**Do this:** Extend the blog post on Brave and the failure of democracy in Eve, picking up right after its final sentence.

**Provided passage:**
----

Sunday, June 28, 2015

Brave: The Failure of Democracy

So, clearly, nothing at all is happening with Brave.  Oh, except for that whole democracy thing falling through entirely.

Mind you, I’m not trying to kick them while they’re down.  Far from it.  Brave, Eve Uni, PRF, Test… these groups do good with trying to deepen new player immersion in Eve.  And that’s a very good thing.  For the longest time, Brave, however, suffered from “The Modern Sickness”, which affects nearly everything built in the 20th century.  That sickness, of course, is the foolish belief that democracy is the solution for everything, in all cases and situations.

Uh oh, here we go…

Democracy is a great thing, of course.  The theory that a group of people should decide the rules under which they live is a way to ensure long-term happiness and fulfillment of personal desires.  And that’s very good from psychological, financial, and social aspects.  I’ve often said that democratic governments are a great “time-killing” government.  They encourage innovation, inspiration, and exploration of individuality and what is means to be human.  In providing a venue for everyone to have a voice, they also cast light on inequity and allow subcultures and formerly oppressed groups to flourish.

Like alcohol, hydrochloric acid, or oxygen in the atmosphere, democracy is best when diluted.  True democracy is chaos… thousands of voices clamoring for attention without limit or any guard rails.  Mob/majority rule is the order of the day, and it’s far too prone to either being derailed by a burgeoning tyrant or resulting in cultural schizophrenia held hostage by the fickleness of the people.

Pure democracy is passion without vision, and it’s sometimes more dangerous than autocracy because its members aren’t able to predict future conditions and can’t plan long-term.

In modern times, we feel we must apply democracy to EVERYTHING, even when it makes no sense.  In the most obvious example, war should not be conducted by democratic means.  A war needs to be conducted from the perspective of achieving victory; this sometimes requires unpopular actions for the greater good.  Consider George Washington, Quintus Fabius Maximus Verrucosis, or Sam Houston.

Democracy fails when applied to situations of extreme stress.  “The Modern Sickness” is the tendency to apply democracy as the be-all-end-all solution regardless of the situation, a default answer that bias makes us believe is always correct.  That’s not to say that democracy is worthless, but rather that it does not contravene the general maxim, “let the solution suit the problem”.

In Eve, every major alliance – and all but two null-sec alliances I can think of – apply some form of autocratic governance.  The first is the Phoebe Freeport Republic.  The latter is – or, rather was – Brave.

Perhaps there’s something in there about Eve being an inherently competitive game and a single dominant voice becoming “king of the hill” being the necessary result.  Perhaps you can say something about people needing to be led.

----

**Supplied information:**

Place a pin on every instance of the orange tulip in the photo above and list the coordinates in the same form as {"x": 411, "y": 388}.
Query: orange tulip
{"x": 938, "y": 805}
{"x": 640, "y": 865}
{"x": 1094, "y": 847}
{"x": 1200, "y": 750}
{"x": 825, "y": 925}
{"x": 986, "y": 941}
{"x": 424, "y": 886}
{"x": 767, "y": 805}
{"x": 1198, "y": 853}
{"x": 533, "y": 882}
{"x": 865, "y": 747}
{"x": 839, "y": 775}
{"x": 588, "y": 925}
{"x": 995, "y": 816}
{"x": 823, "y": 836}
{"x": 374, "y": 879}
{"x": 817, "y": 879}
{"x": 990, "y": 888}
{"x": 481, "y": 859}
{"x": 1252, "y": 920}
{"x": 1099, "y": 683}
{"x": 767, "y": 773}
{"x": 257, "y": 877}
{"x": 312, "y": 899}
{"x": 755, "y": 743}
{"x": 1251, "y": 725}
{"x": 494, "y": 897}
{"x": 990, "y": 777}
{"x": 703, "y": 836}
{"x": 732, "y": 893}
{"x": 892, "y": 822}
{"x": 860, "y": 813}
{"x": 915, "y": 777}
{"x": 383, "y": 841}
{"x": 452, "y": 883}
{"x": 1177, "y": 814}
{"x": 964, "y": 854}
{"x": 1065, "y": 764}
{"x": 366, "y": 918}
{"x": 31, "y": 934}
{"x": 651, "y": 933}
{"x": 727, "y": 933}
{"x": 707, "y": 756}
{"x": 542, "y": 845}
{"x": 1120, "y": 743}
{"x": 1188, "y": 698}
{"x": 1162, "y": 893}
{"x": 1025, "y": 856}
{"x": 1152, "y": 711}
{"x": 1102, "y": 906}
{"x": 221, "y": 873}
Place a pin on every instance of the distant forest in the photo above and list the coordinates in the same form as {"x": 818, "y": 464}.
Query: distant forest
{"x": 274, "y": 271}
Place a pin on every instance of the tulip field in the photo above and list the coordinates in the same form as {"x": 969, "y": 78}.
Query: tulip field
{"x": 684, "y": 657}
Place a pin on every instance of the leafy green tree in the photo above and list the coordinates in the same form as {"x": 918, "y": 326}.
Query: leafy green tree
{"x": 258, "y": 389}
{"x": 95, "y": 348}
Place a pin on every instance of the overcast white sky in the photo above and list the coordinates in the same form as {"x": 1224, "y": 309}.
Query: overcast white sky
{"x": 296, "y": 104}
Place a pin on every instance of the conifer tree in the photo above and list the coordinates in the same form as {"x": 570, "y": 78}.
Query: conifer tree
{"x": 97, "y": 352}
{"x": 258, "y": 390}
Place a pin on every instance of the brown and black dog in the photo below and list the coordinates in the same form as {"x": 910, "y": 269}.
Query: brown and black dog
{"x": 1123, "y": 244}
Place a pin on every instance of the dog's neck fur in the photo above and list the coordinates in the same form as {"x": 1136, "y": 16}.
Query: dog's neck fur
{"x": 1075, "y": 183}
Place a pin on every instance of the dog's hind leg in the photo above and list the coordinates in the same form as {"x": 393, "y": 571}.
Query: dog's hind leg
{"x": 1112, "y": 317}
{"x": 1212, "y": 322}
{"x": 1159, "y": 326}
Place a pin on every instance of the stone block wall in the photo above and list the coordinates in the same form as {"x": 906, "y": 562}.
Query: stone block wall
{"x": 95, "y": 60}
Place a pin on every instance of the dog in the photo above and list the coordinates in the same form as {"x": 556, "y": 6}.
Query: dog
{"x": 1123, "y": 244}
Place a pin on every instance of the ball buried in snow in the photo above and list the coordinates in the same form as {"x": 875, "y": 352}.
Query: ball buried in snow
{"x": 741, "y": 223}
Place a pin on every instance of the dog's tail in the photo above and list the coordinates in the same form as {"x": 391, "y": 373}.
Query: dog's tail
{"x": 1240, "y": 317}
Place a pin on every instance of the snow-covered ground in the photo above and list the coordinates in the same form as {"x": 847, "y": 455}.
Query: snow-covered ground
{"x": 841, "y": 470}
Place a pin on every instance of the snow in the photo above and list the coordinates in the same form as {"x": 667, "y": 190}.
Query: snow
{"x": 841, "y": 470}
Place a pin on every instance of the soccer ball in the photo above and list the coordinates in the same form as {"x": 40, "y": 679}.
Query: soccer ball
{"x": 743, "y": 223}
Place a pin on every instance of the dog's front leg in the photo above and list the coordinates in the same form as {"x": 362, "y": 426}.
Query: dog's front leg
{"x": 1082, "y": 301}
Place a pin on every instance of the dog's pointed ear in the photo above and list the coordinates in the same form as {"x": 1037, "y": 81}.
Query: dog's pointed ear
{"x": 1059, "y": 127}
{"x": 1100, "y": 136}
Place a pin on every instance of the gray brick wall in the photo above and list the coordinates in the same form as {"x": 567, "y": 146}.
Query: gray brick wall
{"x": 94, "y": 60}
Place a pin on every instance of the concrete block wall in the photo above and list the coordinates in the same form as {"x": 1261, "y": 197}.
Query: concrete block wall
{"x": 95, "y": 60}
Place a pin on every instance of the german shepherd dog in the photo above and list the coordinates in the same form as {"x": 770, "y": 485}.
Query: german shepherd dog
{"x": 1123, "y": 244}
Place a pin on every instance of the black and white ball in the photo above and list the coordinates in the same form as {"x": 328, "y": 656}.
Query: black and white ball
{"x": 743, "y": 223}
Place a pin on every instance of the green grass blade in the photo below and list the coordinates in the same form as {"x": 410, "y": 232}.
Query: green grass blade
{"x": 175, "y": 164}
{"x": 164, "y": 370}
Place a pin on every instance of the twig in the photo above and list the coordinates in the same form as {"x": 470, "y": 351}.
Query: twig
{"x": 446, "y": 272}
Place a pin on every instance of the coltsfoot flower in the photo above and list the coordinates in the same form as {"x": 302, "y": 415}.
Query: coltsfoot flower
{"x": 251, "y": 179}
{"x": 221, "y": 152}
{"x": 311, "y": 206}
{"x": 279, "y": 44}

----

**Result for this exercise:**
Personally, I think it’s far simpler than that.  In every alliance, you only have one CEO of one executor corporation.  And no matter how many people share the responsibility of leading, in the end, that one person maintains absolute control.  Nothing is done without that single person’s tacit or overt permission.  Eve is a designed system operating on discrete rules, and in the end, that one person in that role will always win out.

And that kind of makes sense.  To go after sovereignty in Eve is to commit yourself to a permanent war footing.  No longer are YOLO welps simply fun experiences, but they can mean the loss of real assets.  If Brave wants to be a sov null entity, it has to commit itself to that form of life – decisive action and a single mission uniting all of the members who choose to stay.

But in so doing, Brave has lost something special.  No long can Brave be considered a newbie corporation dedicated to a casual, “no fucks given” playstyle.  They’ve graduated now, and are committing themselves to full sovereignty play.  It shouldn’t be much of a surprise that they’ve lost a lot of members, saw Karmafleet break off, and have seen their members noticing a change in tone and atmosphere.  That’s to be expected.  They went from a fun/hr group to asset protection.  You can’t be both at the same time.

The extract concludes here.